▶ What needs to be done
In the records below, find each line with "green" and copy it.

══════════

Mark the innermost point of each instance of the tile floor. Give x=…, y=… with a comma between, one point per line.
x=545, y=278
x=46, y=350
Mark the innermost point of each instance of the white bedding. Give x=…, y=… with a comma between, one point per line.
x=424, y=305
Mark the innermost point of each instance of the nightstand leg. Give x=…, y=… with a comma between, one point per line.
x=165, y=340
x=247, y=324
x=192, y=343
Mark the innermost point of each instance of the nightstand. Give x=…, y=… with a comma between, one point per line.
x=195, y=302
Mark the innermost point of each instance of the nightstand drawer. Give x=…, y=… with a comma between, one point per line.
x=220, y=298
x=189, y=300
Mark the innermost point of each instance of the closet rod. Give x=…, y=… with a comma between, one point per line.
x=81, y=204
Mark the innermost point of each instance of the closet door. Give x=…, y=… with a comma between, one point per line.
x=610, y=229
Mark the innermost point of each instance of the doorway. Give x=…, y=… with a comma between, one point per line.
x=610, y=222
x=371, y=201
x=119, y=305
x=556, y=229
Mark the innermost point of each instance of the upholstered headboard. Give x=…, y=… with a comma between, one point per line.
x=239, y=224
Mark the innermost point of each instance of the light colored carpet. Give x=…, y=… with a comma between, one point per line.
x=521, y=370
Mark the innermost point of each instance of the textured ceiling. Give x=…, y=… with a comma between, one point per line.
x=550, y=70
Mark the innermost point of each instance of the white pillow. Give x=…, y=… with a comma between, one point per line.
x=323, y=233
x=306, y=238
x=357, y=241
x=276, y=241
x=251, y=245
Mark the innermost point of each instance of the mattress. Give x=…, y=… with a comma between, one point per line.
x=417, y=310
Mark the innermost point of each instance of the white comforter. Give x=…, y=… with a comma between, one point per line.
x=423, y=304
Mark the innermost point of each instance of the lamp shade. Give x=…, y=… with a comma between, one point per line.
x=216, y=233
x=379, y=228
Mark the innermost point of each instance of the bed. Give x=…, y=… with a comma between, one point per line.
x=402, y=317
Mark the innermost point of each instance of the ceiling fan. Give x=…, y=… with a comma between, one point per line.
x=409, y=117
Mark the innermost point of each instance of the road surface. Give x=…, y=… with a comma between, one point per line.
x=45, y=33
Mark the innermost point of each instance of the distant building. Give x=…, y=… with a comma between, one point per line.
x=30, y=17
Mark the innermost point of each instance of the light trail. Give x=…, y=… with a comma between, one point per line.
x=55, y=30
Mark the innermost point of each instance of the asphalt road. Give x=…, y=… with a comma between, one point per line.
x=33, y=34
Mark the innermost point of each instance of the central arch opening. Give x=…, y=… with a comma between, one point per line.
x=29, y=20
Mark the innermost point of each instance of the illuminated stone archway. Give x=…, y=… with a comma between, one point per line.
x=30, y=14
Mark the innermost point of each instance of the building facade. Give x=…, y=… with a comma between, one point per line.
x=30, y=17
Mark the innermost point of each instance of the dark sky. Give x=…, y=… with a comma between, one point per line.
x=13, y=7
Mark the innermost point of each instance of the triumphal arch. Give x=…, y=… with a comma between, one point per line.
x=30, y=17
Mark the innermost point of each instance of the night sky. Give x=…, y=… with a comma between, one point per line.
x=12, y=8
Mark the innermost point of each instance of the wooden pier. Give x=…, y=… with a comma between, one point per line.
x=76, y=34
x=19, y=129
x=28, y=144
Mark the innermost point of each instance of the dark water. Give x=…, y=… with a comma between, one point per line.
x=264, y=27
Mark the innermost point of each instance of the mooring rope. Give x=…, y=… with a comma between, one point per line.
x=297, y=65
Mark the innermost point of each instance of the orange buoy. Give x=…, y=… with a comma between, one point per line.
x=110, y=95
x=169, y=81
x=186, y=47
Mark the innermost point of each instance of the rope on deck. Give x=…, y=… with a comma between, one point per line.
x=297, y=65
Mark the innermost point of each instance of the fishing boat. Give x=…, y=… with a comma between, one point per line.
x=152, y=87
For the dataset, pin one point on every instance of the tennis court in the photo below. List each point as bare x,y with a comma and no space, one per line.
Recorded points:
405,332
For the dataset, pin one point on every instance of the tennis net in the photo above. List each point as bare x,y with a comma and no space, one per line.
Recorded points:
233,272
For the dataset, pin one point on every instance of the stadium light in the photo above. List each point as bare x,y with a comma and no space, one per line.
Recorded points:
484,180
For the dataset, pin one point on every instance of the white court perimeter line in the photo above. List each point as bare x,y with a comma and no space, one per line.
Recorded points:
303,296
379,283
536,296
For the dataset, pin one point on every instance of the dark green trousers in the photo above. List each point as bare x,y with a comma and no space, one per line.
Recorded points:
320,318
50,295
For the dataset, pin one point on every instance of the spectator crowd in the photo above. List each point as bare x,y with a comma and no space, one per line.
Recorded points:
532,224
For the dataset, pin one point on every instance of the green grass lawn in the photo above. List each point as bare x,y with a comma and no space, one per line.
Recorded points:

══════════

▶ Written response
For the dataset, pin one point on every instance of the dark green trousers in the photo above. List each point as bare x,y with a comma and no space, one per line.
For the dataset, pin one point on every instance of the green grass lawn in the photo above. List each point as bare x,y with a comma and no space, one per line.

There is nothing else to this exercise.